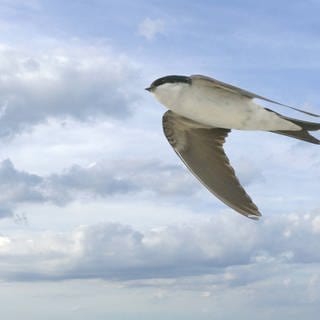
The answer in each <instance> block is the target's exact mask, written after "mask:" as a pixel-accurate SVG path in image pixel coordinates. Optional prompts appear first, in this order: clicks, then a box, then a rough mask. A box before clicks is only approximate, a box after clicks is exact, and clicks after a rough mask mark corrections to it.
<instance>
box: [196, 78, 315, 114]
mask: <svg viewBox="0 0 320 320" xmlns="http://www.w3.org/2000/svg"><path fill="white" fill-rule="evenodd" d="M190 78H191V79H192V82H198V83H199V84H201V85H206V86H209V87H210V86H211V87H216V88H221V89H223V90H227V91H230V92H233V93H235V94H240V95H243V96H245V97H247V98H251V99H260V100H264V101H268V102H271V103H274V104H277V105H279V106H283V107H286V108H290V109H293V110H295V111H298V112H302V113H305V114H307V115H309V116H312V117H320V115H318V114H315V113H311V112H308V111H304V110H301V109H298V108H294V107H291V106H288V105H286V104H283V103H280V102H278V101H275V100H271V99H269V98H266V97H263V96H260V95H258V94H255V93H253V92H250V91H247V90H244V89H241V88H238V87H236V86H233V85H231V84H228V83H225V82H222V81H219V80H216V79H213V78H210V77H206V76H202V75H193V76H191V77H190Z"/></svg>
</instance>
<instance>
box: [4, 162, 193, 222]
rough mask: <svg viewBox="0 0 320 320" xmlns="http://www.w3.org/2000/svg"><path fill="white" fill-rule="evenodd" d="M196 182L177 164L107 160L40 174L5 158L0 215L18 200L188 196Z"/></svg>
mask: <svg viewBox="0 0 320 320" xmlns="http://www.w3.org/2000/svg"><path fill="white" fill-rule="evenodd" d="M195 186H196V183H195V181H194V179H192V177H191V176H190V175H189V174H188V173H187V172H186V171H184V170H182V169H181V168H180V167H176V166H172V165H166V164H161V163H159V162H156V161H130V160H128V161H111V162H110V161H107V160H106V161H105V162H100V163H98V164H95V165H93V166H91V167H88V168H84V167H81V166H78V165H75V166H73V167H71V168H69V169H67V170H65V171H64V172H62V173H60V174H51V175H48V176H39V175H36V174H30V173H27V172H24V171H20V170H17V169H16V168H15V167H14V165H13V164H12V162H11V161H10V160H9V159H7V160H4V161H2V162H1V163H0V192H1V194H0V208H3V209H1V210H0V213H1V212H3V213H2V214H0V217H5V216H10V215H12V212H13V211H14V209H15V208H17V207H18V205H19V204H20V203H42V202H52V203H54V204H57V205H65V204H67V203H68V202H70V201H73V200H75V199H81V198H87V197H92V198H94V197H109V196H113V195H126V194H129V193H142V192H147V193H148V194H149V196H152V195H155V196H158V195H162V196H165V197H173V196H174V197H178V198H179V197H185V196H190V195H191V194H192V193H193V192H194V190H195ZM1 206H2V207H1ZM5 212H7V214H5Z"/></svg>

◆ **EXERCISE REQUIREMENTS**
Wherever an image appears, omit it; copy the rest of the records exactly.

◆ **EXERCISE RESULT**
The answer in each <instance> block is the target's exact mask, written after "mask:" as a pixel-accurate SVG path in image pixel coordinates. Optional prompts appear first, in this order: clicks, then a box, then a rough mask. A box before clicks is only approximate, a box after clicks is exact, and clicks after a rough mask mark corrections to it.
<instance>
box: [196, 78, 315, 114]
mask: <svg viewBox="0 0 320 320" xmlns="http://www.w3.org/2000/svg"><path fill="white" fill-rule="evenodd" d="M190 78H191V79H192V82H198V83H199V84H201V85H206V86H209V87H210V86H211V87H216V88H221V89H223V90H227V91H230V92H233V93H235V94H240V95H243V96H245V97H247V98H251V99H260V100H264V101H268V102H271V103H274V104H277V105H279V106H283V107H286V108H290V109H293V110H295V111H298V112H302V113H305V114H307V115H309V116H312V117H320V115H318V114H315V113H311V112H308V111H304V110H301V109H298V108H294V107H291V106H288V105H286V104H283V103H280V102H278V101H275V100H271V99H269V98H266V97H263V96H260V95H258V94H255V93H253V92H250V91H247V90H244V89H241V88H238V87H236V86H233V85H231V84H228V83H225V82H222V81H219V80H216V79H213V78H210V77H206V76H202V75H193V76H191V77H190Z"/></svg>
</instance>
<instance>
box: [4, 162, 193, 222]
rough mask: <svg viewBox="0 0 320 320" xmlns="http://www.w3.org/2000/svg"><path fill="white" fill-rule="evenodd" d="M196 182L177 164L107 160L40 174L5 158L0 215L18 200L188 196Z"/></svg>
mask: <svg viewBox="0 0 320 320" xmlns="http://www.w3.org/2000/svg"><path fill="white" fill-rule="evenodd" d="M195 186H196V183H195V181H194V179H192V177H191V176H190V175H189V174H188V173H187V172H186V171H184V170H182V169H181V168H180V167H176V166H172V165H166V164H161V163H159V162H156V161H130V160H128V161H111V162H110V161H107V160H106V161H105V162H100V163H98V164H95V165H93V166H91V167H88V168H84V167H81V166H78V165H75V166H73V167H71V168H69V169H67V170H65V171H64V172H62V173H60V174H51V175H48V176H39V175H36V174H30V173H27V172H24V171H20V170H17V169H16V168H15V167H14V165H13V164H12V162H11V161H10V160H9V159H7V160H4V161H2V162H1V163H0V192H1V194H0V208H3V209H1V210H0V213H1V212H3V213H2V214H0V217H5V216H10V215H12V212H13V211H14V209H15V208H17V207H18V205H19V204H20V203H42V202H52V203H54V204H57V205H65V204H67V203H68V202H70V201H73V200H75V199H81V198H87V197H92V198H94V197H109V196H113V195H126V194H129V193H142V192H147V193H148V194H149V196H152V195H155V196H158V195H162V196H165V197H173V196H174V197H178V198H179V197H185V196H190V195H191V194H192V193H193V192H194V190H195ZM1 206H2V207H1ZM5 212H7V214H5Z"/></svg>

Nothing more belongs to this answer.